-- Excerpted records --
————————

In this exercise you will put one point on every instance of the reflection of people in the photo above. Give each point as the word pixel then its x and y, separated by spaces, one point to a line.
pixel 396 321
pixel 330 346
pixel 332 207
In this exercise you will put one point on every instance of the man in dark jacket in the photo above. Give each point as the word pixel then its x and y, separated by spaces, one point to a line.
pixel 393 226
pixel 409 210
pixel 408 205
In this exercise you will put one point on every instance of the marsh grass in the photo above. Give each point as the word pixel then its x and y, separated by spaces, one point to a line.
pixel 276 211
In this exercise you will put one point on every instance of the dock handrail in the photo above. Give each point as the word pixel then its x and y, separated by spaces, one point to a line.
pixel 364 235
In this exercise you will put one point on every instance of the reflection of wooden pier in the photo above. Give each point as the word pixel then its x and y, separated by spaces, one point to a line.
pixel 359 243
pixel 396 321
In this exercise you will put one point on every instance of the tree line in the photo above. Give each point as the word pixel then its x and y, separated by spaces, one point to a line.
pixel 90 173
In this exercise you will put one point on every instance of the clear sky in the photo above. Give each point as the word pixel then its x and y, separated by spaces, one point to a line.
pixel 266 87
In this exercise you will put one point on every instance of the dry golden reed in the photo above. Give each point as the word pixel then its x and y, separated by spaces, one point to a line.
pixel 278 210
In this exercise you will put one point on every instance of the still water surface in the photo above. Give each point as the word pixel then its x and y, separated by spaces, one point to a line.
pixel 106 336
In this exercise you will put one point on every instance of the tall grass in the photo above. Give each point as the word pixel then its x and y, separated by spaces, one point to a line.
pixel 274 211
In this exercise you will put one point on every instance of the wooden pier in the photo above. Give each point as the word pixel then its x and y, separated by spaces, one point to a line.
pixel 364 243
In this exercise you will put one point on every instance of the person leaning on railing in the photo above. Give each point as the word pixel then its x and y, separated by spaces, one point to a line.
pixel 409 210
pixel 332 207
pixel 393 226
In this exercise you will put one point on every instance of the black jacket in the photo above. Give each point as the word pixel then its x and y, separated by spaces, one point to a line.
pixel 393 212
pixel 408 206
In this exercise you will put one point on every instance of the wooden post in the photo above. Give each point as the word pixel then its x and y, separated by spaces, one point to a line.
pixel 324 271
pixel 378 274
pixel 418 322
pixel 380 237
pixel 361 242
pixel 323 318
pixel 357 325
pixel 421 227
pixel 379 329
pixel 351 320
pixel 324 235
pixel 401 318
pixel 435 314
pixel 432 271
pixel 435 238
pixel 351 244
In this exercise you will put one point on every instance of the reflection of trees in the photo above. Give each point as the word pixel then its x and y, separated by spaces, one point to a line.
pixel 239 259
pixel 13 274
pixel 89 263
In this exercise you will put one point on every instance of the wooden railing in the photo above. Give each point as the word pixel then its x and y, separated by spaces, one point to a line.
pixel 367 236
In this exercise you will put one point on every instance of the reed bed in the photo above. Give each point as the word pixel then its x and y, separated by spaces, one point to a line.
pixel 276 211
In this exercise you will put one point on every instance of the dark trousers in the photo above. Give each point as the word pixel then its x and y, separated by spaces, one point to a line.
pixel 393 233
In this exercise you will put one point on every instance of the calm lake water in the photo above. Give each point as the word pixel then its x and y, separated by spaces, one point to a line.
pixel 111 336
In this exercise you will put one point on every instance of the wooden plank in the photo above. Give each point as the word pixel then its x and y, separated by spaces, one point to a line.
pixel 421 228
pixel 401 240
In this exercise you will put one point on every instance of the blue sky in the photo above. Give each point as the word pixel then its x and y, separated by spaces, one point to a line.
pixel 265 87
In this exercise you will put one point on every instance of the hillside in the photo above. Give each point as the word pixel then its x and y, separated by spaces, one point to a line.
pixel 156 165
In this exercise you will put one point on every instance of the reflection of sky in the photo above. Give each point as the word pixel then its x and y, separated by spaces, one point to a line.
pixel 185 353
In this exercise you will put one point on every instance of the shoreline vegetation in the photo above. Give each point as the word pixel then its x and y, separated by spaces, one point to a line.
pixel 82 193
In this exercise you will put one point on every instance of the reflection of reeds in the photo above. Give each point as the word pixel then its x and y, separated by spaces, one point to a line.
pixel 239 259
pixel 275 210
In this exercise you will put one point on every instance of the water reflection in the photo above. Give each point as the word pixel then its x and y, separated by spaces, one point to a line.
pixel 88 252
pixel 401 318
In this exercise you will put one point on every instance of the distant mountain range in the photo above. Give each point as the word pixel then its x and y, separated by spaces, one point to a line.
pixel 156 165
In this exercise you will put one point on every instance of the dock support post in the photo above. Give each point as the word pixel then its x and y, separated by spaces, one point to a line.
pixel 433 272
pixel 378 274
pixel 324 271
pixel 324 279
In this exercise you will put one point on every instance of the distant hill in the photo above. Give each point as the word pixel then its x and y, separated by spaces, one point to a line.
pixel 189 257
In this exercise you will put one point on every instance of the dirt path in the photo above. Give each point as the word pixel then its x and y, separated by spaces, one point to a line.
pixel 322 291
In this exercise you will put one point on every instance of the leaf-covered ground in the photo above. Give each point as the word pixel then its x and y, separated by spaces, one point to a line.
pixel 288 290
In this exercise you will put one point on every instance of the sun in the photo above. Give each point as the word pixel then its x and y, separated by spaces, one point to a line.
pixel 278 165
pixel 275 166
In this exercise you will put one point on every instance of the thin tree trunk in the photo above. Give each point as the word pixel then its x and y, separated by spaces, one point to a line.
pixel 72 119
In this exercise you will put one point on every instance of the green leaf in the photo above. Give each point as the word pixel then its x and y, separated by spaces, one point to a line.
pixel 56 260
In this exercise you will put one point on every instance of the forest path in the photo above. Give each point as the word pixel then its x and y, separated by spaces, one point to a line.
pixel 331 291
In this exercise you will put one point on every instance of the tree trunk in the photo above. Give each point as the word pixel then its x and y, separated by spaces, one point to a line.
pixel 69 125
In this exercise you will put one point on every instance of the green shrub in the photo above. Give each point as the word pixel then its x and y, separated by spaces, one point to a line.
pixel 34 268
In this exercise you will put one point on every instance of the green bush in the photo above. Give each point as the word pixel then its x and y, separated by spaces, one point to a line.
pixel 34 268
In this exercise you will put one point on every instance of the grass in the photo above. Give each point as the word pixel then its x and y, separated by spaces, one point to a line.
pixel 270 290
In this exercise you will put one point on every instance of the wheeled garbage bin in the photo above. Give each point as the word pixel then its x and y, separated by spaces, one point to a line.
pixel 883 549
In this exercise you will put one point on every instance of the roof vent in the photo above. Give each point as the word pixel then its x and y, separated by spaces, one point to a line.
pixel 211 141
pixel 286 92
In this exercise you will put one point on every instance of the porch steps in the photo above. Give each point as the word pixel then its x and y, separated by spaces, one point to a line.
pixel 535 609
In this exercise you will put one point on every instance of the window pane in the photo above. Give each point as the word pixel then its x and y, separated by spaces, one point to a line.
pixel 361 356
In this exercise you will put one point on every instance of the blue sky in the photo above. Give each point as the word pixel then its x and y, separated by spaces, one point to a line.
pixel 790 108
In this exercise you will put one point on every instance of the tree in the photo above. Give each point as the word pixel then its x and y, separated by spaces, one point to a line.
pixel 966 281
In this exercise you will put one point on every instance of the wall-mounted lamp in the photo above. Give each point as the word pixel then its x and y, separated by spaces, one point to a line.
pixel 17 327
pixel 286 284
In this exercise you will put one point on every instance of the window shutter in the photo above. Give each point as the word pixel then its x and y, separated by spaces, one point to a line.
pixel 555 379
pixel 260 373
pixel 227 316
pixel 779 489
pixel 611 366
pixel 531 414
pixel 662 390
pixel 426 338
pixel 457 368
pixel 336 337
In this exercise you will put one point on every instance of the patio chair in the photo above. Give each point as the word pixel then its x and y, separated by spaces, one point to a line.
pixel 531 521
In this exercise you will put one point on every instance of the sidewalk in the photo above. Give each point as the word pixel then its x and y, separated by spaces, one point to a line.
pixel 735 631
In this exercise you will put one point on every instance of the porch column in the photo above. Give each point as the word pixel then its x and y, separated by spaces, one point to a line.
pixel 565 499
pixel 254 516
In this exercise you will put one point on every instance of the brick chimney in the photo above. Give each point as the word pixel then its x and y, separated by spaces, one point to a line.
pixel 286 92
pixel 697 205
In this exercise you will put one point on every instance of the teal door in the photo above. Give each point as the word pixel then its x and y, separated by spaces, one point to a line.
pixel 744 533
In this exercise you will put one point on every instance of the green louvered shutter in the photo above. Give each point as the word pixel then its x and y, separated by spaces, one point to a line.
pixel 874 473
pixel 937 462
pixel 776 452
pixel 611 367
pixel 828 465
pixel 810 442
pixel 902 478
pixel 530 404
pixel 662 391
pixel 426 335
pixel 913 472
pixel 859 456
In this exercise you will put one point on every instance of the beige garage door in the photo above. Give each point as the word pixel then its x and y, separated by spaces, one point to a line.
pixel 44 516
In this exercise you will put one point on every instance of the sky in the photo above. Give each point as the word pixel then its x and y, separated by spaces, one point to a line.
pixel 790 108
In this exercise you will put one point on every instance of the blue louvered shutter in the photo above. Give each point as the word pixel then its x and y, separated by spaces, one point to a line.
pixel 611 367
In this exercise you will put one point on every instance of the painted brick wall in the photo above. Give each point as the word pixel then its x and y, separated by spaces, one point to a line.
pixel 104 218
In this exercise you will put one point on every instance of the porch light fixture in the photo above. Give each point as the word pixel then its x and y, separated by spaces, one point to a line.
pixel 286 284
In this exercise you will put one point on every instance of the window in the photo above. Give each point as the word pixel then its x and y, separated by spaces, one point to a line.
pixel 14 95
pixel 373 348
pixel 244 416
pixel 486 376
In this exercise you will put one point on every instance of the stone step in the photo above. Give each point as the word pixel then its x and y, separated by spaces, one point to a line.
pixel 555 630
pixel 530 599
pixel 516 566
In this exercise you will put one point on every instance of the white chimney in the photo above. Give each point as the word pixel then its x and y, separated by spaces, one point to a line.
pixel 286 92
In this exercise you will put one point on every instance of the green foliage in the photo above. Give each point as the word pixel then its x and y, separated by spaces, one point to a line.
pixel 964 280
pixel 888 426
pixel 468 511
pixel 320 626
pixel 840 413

————————

Edit the data starting with the line containing "the window in" and going on through the line containing "pixel 486 376", replacing "instance" with "occurrence" and leaving everything else as it is. Give back only those lines.

-- Solution to the exercise --
In this exercise you will put one point on every occurrence of the window in the photo above. Give each point as the word pixel then its x and y, separated by spaces, one point to a line.
pixel 14 95
pixel 373 348
pixel 244 416
pixel 486 376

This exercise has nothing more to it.